Exercise ▸ Can you transcribe the forum post below on threads and asynchronous programming, word for word and in full?

Unyielding (On Threads) - rdegges
https://glyph.twistedmatrix.com/2014/02/unyielding.html
======
PaulHoule
Yes threads are bad but going to asynchronous programming can be like going
from the frying pan to the fire -- one of those things that generations of
programmers seem to learn time and time again.

In the 1970s there were two control programs developed for the space shuttle,
one asynchronous by IBM and a synchronous one by Rockwell that was much
simpler. They tested them side by side and found a timing mismatch and their
first instinct was that Rockwell was wrong but really IBM was wrong.

Back in 2000 I was involved with a site that had a 100MB or so download
associated and the boss didn't like the high process count it took to serve
with Apache so we tried a number of the open-source "single process" web
servers that used asynchronous I/O and we found that all of them (at the time)
were associated with failing downloads and corrupted data, so we went back to
Apache.

In the 2006-2010 time frame I was involved in a number of front-end client
projects using tools such as GWT and Silverlight where the other people
involved were flummoxed with the complexity of async comm and I was able to
get things working by imposing a definite discipline on how information flowed
in the application, that is, having visual objects in the UI register
themselves against a communications framework that would notify them of
changes.

Ultimately that is what you need to do to succeed with threads: I've had very
good luck with Executors in Java, especially the LMAX Disruptor. Not every
problem fits into the Executor framework, but for the ones that do, I get
consistently good results as compared to various "fork-join", "actor" and
other snake oil frameworks.

Collected data ▸
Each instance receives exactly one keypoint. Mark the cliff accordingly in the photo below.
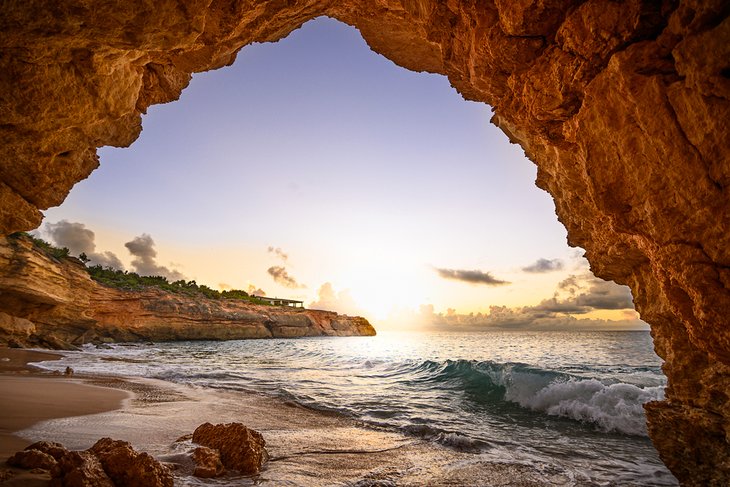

Result of this exercise ▸
Unyielding (On Threads) - rdegges
https://glyph.twistedmatrix.com/2014/02/unyielding.html
======
PaulHoule
Yes threads are bad but going to asynchronous programming can be like going
from the frying pan to the fire -- one of those things that generations of
programmers seem to learn time and time again.

In the 1970s there were two control programs developed for the space shuttle,
one asynchronous by IBM and a synchronous one by Rockwell that was much
simpler. They tested them side by side and found a timing mismatch and their
first instinct was that Rockwell was wrong but really IBM was wrong.

Back in 2000 I was involved with a site that had a 100MB or so download
associated and the boss didn't like the high process count it took to serve
with Apache so we tried a number of the open-source "single process" web
servers that used asynchronous I/O and we found that all of them (at the time)
were associated with failing downloads and corrupted data, so we went back to
Apache.

In the 2006-2010 time frame I was involved in a number of front-end client
projects using tools such as GWT and Silverlight where the other people
involved were flummoxed with the complexity of async comm and I was able to
get things working by imposing a definite discipline on how information flowed
in the application, that is, having visual objects in the UI register
themselves against a communications framework that would notify them of
changes.

Ultimately that is what you need to do to succeed with threads: I've had very
good luck with Executors in Java, especially the LMAX Disruptor. Not every
problem fits into the Executor framework, but for the ones that do, I get
consistently good results as compared to various "fork-join", "actor" and
other snake oil frameworks.